▶ **Texte de la page**
━━━━━━━━
Il y a de bonnes raisons pour que ce film sonne vrai, à commencer par la profession de son réalisateur, Thomas Lilti, lui-même médecin travaillant en interne dans un hôpital et connaissant donc son sujet sur le bout des doigts. Mais encore fallait-il être capable de faire un film qui se tienne, bien construit et bien dirigé, et c'est indéniablement le cas. Hormis quelques scènes outrées dont on aurait pu se passer, le film non seulement passionne et tient en haleine, mais rend parfaitement compte de la complexité de ce monde de l'hôpital.
Pour ce faire, Thomas Lilti s'attache à suivre les premiers pas de Benjamin (Vincent Lacoste), débarquant aux urgences d'un hôpital et, qui plus est, dans le service où travaille son propre père (Jacques Gamblin). Le rejoint bientôt un autre jeune médecin prénommé Abdel et arrivant d'Algérie (Reda Kateb). Entre les deux hommes se noue rapidement une relation faite à la fois de défiance et d'amitié.
━━━━━━━━
▶ **Énoncé 1**
Restituez s'il vous plaît sous forme de liste JSON de chaînes, une chaîne par ligne et sans les lignes vides, les lignes des entrées situées entre celle qui contient "Target: person in grey hooded jacket" et celle qui contient "139L381 125L369 128L372", bornes incluses.

▶ **Données fournies**
━━━━━━━━
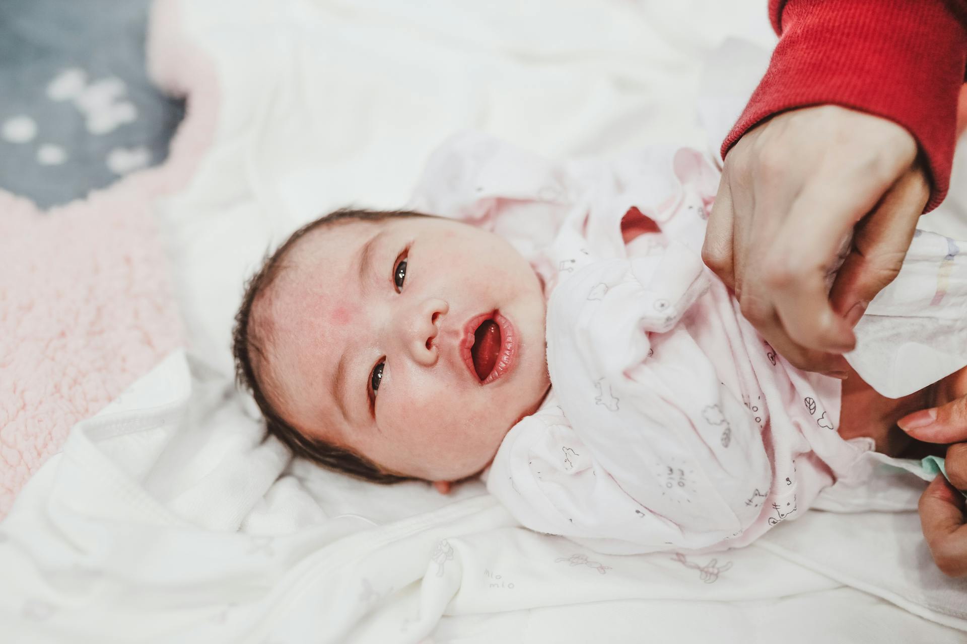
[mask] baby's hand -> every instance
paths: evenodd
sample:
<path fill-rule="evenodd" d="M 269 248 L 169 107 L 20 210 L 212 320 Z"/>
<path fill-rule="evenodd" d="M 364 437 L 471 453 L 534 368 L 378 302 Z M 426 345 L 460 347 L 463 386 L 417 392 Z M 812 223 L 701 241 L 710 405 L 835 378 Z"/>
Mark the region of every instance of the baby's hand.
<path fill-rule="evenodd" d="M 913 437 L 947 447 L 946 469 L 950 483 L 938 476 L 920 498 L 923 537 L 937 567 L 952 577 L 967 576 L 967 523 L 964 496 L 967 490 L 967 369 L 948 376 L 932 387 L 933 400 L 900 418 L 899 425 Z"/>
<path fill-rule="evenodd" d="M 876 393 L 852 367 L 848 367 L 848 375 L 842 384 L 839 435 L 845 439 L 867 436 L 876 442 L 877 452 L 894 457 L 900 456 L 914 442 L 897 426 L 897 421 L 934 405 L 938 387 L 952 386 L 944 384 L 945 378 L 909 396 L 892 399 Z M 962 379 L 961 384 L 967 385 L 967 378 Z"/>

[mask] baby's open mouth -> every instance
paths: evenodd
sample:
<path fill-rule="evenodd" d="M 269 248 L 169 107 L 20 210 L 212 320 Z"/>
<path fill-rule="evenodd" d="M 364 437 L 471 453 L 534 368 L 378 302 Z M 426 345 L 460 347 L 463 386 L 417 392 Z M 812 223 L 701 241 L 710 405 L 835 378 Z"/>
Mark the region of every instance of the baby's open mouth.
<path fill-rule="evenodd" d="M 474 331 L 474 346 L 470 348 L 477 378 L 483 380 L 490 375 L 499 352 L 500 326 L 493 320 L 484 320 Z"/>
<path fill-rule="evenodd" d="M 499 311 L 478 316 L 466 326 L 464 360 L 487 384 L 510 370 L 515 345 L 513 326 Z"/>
━━━━━━━━
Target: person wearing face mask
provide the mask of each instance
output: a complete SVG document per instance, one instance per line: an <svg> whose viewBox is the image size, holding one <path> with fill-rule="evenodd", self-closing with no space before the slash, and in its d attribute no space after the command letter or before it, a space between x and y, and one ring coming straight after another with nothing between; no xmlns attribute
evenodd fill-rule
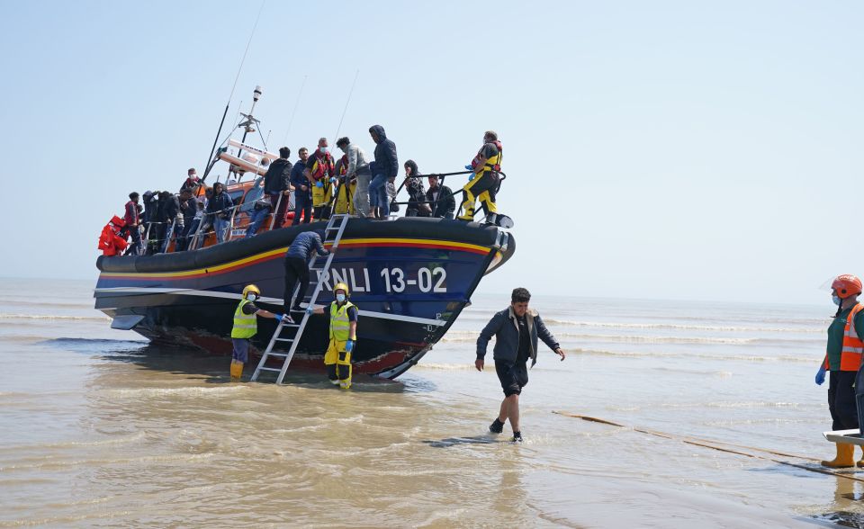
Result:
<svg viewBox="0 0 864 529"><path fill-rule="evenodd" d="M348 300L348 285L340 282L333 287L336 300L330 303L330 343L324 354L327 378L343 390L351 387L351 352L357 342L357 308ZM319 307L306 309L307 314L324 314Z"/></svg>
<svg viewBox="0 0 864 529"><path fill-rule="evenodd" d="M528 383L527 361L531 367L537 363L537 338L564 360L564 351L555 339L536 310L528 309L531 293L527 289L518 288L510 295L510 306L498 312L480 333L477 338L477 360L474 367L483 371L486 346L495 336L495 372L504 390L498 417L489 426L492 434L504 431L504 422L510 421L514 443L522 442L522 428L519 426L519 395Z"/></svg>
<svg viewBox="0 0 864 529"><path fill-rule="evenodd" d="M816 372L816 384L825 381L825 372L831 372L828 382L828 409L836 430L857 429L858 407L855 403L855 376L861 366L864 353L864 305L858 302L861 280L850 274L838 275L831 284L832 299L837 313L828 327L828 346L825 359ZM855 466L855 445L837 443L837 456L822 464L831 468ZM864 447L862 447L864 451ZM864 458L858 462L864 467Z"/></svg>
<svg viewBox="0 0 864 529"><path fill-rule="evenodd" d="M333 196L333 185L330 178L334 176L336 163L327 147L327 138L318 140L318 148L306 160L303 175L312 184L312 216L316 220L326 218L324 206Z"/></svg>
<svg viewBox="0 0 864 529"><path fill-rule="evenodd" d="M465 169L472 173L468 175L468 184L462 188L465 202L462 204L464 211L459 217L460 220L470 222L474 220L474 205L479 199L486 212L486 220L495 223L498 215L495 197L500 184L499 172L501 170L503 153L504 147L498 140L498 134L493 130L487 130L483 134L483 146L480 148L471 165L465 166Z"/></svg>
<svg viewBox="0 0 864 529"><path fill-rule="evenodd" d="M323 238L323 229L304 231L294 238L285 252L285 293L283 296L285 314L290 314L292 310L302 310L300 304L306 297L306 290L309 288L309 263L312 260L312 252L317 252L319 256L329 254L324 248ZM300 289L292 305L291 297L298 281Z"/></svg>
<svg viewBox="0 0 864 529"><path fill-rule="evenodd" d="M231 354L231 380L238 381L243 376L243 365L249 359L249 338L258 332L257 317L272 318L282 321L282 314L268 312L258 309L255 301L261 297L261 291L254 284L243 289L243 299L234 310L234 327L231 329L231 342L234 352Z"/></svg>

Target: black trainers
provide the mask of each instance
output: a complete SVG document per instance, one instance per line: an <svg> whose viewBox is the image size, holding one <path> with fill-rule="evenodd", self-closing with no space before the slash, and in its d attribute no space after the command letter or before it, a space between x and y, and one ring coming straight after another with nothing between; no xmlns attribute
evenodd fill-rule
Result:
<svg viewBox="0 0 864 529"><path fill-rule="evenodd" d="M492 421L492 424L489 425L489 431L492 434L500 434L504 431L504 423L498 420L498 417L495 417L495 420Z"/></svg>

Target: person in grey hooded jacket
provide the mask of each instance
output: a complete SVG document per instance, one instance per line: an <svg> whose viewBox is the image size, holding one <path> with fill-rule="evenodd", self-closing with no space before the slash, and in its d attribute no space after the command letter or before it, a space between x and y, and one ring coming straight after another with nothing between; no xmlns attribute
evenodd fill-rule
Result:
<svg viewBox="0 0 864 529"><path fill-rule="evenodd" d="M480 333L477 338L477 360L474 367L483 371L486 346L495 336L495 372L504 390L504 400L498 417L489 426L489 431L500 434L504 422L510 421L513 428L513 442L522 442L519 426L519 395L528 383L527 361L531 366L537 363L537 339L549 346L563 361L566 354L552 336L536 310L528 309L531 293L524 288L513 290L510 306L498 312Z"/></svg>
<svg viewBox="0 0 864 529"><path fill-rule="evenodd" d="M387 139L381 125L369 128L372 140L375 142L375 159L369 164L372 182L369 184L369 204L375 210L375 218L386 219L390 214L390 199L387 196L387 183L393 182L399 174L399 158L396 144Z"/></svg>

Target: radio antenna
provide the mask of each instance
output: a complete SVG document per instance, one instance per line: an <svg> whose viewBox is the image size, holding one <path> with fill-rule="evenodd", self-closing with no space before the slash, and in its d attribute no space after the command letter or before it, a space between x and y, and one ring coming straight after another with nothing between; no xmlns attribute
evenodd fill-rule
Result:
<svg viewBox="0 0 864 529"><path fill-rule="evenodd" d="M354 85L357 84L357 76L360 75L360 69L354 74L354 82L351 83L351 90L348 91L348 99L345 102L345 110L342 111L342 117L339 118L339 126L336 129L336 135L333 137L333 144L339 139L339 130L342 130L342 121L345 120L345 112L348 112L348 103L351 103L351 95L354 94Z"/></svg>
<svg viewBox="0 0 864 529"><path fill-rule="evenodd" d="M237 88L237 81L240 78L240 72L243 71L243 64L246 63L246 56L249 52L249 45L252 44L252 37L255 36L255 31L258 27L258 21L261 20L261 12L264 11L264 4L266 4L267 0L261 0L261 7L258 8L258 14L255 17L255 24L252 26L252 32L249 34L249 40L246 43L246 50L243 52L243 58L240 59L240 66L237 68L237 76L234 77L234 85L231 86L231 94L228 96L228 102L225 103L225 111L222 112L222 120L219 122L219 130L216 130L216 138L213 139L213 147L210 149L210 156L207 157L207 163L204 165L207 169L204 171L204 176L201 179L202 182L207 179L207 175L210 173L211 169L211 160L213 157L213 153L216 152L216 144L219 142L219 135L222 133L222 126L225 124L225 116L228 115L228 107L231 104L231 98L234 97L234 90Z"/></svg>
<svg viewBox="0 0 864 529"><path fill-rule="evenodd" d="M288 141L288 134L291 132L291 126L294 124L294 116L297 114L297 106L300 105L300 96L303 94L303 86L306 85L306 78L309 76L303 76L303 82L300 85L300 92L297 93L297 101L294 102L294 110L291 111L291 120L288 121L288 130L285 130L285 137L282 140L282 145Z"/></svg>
━━━━━━━━
▶ **Énoncé 2**
D'après la critique du film, quel acteur interprète le père de Benjamin ?

▶ **Réponse attendue 1**
[
  "Target: person in grey hooded jacket",
  "provide the mask of each instance",
  "output: a complete SVG document per instance, one instance per line: an <svg> whose viewBox is the image size, holding one <path> with fill-rule=\"evenodd\", self-closing with no space before the slash, and in its d attribute no space after the command letter or before it, a space between x and y, and one ring coming straight after another with nothing between; no xmlns attribute",
  "evenodd fill-rule",
  "Result:",
  "<svg viewBox=\"0 0 864 529\"><path fill-rule=\"evenodd\" d=\"M480 333L477 338L477 360L474 367L483 371L486 346L495 336L495 372L504 390L504 400L498 417L489 426L489 431L500 434L504 422L510 421L513 428L513 442L522 442L519 426L519 395L528 383L527 361L531 366L537 363L537 339L549 346L563 361L566 354L552 336L536 310L528 309L531 293L524 288L513 290L510 306L498 312Z\"/></svg>",
  "<svg viewBox=\"0 0 864 529\"><path fill-rule=\"evenodd\" d=\"M387 139L381 125L369 128L372 140L375 142L375 159L369 164L372 182L369 184L369 204L375 210L375 218L386 219L390 214L390 199L387 196L387 183L393 182L399 174L399 158L396 144Z\"/></svg>"
]

▶ **Réponse attendue 2**
Jacques Gamblin.